::: Recorded data :::
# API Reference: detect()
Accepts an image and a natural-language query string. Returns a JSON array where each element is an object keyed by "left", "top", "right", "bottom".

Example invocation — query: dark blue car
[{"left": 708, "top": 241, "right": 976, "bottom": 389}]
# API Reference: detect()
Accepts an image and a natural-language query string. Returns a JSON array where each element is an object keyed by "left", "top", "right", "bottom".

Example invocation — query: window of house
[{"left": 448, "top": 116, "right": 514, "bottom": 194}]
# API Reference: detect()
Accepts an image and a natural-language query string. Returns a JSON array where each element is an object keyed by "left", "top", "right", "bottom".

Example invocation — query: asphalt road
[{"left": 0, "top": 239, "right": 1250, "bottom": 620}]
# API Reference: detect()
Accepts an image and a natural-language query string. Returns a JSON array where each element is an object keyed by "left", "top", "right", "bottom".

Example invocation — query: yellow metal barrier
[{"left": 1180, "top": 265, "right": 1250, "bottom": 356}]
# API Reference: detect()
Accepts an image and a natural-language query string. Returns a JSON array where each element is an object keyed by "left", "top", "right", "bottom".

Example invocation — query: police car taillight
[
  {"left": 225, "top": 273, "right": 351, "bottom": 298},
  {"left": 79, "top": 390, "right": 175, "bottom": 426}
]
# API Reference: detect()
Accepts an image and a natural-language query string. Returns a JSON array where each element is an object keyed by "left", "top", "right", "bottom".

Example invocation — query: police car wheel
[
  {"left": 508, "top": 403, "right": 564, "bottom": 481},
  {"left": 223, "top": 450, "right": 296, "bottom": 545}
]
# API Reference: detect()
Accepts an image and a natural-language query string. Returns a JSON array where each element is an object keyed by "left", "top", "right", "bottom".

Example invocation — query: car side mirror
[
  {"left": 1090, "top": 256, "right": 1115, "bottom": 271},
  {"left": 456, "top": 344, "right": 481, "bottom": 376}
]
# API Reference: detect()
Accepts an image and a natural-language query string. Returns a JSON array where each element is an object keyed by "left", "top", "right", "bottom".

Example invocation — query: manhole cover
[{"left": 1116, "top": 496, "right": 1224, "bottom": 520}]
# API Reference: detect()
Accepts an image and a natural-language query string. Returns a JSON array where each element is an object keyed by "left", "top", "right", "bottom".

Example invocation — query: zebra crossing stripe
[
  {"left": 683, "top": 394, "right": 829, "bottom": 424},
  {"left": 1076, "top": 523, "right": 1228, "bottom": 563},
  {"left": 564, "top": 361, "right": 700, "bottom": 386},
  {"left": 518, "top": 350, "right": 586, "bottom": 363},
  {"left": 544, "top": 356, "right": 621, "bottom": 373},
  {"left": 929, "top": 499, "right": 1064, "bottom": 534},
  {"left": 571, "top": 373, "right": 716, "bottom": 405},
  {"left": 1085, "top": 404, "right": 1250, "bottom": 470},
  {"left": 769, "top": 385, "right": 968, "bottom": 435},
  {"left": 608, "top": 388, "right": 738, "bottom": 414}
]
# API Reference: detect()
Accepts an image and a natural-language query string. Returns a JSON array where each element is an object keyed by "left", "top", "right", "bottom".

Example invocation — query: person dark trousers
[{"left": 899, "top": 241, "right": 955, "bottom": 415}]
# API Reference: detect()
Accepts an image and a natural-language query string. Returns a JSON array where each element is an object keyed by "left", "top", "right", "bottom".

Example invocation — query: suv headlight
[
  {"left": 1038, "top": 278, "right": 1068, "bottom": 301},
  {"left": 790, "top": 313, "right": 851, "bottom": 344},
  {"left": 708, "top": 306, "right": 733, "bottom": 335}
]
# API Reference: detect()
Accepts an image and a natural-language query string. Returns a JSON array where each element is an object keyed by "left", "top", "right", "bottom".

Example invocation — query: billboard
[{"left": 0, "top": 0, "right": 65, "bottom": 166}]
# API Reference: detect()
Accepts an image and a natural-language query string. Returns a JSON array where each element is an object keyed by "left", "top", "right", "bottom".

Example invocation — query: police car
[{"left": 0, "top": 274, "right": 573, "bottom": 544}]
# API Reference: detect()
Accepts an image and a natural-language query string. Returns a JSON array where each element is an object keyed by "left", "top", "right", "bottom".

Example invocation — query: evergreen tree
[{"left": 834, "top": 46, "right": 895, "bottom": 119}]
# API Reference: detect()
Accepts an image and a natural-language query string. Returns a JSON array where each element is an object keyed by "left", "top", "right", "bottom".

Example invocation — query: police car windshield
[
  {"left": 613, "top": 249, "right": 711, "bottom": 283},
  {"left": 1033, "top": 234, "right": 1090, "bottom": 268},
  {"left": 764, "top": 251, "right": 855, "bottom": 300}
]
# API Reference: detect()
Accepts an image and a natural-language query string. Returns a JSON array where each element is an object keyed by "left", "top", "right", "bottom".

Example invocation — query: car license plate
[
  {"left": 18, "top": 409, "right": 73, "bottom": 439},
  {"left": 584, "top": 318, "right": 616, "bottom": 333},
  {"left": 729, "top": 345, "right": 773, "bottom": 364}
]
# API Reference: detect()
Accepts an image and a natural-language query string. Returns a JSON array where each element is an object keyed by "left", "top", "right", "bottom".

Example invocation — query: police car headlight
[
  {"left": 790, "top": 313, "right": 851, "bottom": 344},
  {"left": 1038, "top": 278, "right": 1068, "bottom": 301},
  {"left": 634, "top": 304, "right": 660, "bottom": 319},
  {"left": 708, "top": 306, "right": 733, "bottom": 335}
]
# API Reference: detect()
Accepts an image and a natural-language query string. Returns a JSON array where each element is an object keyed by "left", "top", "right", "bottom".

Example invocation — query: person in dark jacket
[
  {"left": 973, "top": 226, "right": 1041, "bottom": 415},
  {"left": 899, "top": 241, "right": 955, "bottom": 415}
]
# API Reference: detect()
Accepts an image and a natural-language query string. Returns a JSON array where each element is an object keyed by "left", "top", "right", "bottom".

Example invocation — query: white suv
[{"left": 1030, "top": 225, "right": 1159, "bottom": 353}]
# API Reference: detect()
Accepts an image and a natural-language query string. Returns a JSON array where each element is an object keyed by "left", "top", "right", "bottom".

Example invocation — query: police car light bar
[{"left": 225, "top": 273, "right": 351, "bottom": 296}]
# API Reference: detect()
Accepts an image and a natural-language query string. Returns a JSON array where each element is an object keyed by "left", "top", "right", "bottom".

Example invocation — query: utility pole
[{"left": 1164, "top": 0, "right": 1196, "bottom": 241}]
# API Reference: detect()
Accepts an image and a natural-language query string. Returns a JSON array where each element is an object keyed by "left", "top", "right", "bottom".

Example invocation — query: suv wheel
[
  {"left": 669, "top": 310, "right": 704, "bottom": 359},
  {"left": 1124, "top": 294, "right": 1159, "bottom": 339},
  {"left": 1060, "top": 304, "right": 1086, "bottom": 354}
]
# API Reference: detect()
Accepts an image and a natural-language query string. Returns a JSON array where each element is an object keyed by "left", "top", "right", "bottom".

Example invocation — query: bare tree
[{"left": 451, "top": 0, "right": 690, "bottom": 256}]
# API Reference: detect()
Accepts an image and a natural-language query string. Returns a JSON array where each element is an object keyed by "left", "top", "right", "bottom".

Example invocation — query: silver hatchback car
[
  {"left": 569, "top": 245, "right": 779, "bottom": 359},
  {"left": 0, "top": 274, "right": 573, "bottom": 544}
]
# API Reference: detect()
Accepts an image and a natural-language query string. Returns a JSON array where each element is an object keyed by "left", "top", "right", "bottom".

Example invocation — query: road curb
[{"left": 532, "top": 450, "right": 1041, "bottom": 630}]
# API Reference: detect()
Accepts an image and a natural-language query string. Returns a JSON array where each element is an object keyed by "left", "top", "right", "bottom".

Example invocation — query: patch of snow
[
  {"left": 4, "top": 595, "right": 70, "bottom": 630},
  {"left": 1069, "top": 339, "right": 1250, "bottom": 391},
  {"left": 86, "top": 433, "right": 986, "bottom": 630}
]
:::
Goal of the exercise = Extract each line of the items above that contains the word "headlight".

Exercise solution =
Example invocation — query: suv headlight
Example invocation — query: police car headlight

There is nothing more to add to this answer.